#### What needs to be done
Only the lines that hold "keypoint" should be in the answer, each copied from the data below.

#### Input
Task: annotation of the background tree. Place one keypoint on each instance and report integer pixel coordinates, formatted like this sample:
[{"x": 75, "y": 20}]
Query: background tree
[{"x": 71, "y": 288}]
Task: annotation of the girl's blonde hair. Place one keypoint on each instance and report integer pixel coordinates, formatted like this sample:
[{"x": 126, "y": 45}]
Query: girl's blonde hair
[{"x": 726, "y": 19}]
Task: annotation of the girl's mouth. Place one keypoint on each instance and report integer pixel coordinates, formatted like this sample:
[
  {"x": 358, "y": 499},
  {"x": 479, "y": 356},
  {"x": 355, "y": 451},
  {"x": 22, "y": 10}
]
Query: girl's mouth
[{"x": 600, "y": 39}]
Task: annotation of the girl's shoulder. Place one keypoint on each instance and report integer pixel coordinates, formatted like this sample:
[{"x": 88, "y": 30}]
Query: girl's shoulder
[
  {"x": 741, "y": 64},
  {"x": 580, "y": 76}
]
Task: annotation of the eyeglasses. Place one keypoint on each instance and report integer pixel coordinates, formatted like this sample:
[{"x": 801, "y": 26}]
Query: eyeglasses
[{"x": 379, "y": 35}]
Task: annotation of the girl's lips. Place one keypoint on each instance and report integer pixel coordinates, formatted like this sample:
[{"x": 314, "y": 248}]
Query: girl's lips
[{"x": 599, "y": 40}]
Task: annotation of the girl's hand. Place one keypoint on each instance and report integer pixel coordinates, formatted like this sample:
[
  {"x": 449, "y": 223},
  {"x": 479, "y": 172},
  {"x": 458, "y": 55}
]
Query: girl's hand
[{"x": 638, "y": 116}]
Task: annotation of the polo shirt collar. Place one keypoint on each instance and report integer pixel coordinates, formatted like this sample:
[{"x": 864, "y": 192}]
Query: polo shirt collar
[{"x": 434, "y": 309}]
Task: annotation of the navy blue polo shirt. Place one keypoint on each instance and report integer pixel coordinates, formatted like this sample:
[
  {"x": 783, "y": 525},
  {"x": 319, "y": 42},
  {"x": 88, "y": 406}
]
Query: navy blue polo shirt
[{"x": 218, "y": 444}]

#### Exercise answer
Task: annotation of the background tree. Place one keypoint on each instance and report integer pixel coordinates, formatted like this sample:
Task: annotation of the girl's blonde hair. Place one keypoint on each instance and report integer pixel coordinates, formatted like this sample:
Task: annotation of the girl's mouth. Place one keypoint on each instance and report integer pixel coordinates, formatted like this sample:
Task: annotation of the girl's shoulder. Place one keypoint on each instance and report integer pixel coordinates, formatted like this sample:
Task: annotation of the eyeglasses. Place one keypoint on each instance and report integer pixel coordinates, formatted like this sample:
Task: annotation of the girl's lips. Place one keypoint on each instance and report integer pixel coordinates, formatted like this sample:
Task: annotation of the girl's hand. Place one keypoint on each instance and report integer pixel coordinates, formatted like this sample:
Task: annotation of the polo shirt collar. Place one keypoint on each instance and report integer pixel coordinates, formatted like this sample:
Task: annotation of the navy blue polo shirt. Place one keypoint on each instance and report integer pixel coordinates, formatted like this sample:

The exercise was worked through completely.